Collected data entries:

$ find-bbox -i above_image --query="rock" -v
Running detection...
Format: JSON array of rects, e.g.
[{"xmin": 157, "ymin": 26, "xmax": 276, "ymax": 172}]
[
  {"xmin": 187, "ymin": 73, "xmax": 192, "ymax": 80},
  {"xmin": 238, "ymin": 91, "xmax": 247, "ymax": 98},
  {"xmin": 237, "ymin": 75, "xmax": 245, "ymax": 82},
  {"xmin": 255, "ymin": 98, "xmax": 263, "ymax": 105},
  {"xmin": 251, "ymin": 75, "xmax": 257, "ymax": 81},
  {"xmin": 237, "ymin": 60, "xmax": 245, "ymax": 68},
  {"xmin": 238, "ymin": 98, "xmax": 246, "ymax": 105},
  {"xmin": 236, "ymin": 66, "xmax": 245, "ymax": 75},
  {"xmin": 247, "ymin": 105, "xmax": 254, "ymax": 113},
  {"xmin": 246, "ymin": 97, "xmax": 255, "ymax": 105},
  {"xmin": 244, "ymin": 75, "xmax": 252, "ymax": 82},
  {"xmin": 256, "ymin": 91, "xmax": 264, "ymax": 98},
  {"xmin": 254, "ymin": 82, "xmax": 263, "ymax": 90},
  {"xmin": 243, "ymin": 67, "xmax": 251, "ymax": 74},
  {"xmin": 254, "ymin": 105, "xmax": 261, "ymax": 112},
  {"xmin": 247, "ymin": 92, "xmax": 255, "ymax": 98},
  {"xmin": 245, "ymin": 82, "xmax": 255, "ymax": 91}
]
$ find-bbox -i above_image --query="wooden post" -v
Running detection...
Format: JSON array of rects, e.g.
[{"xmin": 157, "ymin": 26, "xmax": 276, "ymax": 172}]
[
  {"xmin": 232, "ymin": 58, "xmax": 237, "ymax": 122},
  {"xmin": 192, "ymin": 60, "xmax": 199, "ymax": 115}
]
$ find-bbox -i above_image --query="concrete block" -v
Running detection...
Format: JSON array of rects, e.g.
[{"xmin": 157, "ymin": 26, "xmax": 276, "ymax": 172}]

TASK DIRECTIONS
The full set of records above is to be printed exactly as it appears.

RESPONSE BELOW
$ find-bbox -i above_image --query="rock" -v
Running detection...
Format: JSON array of rects, e.g.
[{"xmin": 157, "ymin": 26, "xmax": 276, "ymax": 172}]
[
  {"xmin": 187, "ymin": 73, "xmax": 192, "ymax": 80},
  {"xmin": 238, "ymin": 91, "xmax": 247, "ymax": 98},
  {"xmin": 237, "ymin": 75, "xmax": 245, "ymax": 82},
  {"xmin": 255, "ymin": 98, "xmax": 263, "ymax": 105},
  {"xmin": 251, "ymin": 75, "xmax": 257, "ymax": 81},
  {"xmin": 237, "ymin": 60, "xmax": 245, "ymax": 68},
  {"xmin": 238, "ymin": 98, "xmax": 246, "ymax": 105},
  {"xmin": 236, "ymin": 66, "xmax": 245, "ymax": 75},
  {"xmin": 247, "ymin": 105, "xmax": 254, "ymax": 113},
  {"xmin": 246, "ymin": 97, "xmax": 255, "ymax": 105},
  {"xmin": 244, "ymin": 75, "xmax": 252, "ymax": 82},
  {"xmin": 256, "ymin": 91, "xmax": 264, "ymax": 98},
  {"xmin": 254, "ymin": 82, "xmax": 263, "ymax": 90},
  {"xmin": 243, "ymin": 67, "xmax": 251, "ymax": 74},
  {"xmin": 254, "ymin": 105, "xmax": 261, "ymax": 112},
  {"xmin": 247, "ymin": 92, "xmax": 255, "ymax": 98},
  {"xmin": 245, "ymin": 82, "xmax": 255, "ymax": 91}
]
$ find-bbox -i above_image --query="wooden post" -v
Running detection...
Format: JSON array of rects, e.g.
[{"xmin": 157, "ymin": 26, "xmax": 276, "ymax": 172}]
[
  {"xmin": 232, "ymin": 58, "xmax": 237, "ymax": 122},
  {"xmin": 192, "ymin": 60, "xmax": 199, "ymax": 115}
]
$ find-bbox -i above_image --query="concrete block" -v
Running detection...
Format: JSON array of rects, e.g.
[{"xmin": 157, "ymin": 26, "xmax": 276, "ymax": 172}]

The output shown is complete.